§ **STATED PROBLEM**: Your job is to restate each entry word for word.

[Location annotation dataset excerpts]

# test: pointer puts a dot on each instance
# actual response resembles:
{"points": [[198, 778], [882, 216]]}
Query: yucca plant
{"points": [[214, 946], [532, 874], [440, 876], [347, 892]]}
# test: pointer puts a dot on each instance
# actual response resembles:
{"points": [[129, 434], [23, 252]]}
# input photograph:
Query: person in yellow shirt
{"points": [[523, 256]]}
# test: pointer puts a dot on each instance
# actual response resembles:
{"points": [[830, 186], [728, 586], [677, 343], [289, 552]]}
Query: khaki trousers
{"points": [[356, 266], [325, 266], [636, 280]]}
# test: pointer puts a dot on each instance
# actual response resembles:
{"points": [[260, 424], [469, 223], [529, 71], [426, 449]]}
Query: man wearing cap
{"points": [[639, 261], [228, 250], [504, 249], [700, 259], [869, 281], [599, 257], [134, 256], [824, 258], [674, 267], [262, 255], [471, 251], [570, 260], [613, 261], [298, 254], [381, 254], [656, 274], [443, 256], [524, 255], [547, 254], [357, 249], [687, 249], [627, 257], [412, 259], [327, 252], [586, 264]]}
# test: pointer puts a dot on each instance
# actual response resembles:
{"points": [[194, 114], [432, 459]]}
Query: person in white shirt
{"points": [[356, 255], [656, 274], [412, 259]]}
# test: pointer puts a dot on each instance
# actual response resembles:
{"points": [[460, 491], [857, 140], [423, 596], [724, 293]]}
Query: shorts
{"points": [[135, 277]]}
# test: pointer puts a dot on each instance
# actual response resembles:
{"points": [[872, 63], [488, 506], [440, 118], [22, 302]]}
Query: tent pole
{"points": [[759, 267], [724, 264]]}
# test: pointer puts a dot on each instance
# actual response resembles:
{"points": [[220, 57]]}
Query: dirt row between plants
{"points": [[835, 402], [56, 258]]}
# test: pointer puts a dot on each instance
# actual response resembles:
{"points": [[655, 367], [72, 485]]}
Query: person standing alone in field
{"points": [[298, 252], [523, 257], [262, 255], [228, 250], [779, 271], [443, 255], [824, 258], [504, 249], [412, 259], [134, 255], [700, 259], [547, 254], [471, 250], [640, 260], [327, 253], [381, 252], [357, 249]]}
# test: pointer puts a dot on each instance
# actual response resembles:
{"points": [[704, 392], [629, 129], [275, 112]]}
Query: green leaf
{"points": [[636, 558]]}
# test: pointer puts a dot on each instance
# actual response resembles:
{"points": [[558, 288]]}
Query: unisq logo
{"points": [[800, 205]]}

§ **EXERCISE RESULT**:
# test: pointer puts a dot on each instance
# actual response resembles:
{"points": [[198, 778], [882, 216]]}
Query: yucca plant
{"points": [[214, 946], [532, 874], [440, 876], [347, 892]]}
# test: pointer puts a dot on each instance
# actual response resembles:
{"points": [[129, 434], [23, 252]]}
# input photograph:
Query: person in yellow shirt
{"points": [[523, 256]]}
# test: pointer puts a dot on each instance
# actual response resembles:
{"points": [[830, 186], [728, 586], [677, 343], [289, 552]]}
Query: khaki trousers
{"points": [[356, 266], [325, 266], [636, 280]]}
# test: pointer puts a dot on each instance
# actual response resembles:
{"points": [[260, 424], [469, 223], [529, 71], [426, 449]]}
Query: man wearing cap
{"points": [[639, 261], [228, 250], [504, 249], [700, 259], [869, 281], [599, 257], [134, 256], [824, 258], [674, 267], [262, 255], [471, 251], [570, 260], [613, 261], [298, 254], [381, 254], [656, 274], [443, 256], [524, 255], [547, 254], [357, 249], [687, 249], [627, 257], [412, 259], [327, 252], [586, 264]]}
# test: pointer puts a dot on each instance
# actual response resembles:
{"points": [[194, 114], [432, 459]]}
Query: person in white shirt
{"points": [[356, 255], [656, 274], [412, 259]]}
# test: pointer puts a dot on each instance
# actual response resembles:
{"points": [[460, 491], [857, 140], [423, 596], [724, 293]]}
Query: shorts
{"points": [[135, 277]]}
# test: pointer puts a dot on each instance
# actual response resembles:
{"points": [[872, 63], [488, 506], [440, 118], [22, 302]]}
Query: tent pole
{"points": [[759, 267], [724, 264]]}
# test: pointer puts a dot on each instance
# actual response resembles:
{"points": [[220, 57]]}
Query: dirt row between plants
{"points": [[835, 402], [56, 258]]}
# test: pointer puts a dot on each instance
# actual response resembles:
{"points": [[655, 367], [72, 485]]}
Query: person standing alone in field
{"points": [[298, 252], [523, 257], [262, 255], [228, 250], [779, 271], [443, 255], [824, 258], [504, 249], [412, 259], [134, 255], [700, 259], [547, 254], [471, 250], [640, 260], [327, 253], [381, 252], [357, 249]]}
# test: pointer puts a dot on each instance
# actual response resembles:
{"points": [[704, 392], [629, 129], [275, 112]]}
Query: green leaf
{"points": [[636, 558]]}
# test: pointer puts a dot on each instance
# actual response resembles:
{"points": [[558, 288]]}
Query: unisq logo
{"points": [[800, 205]]}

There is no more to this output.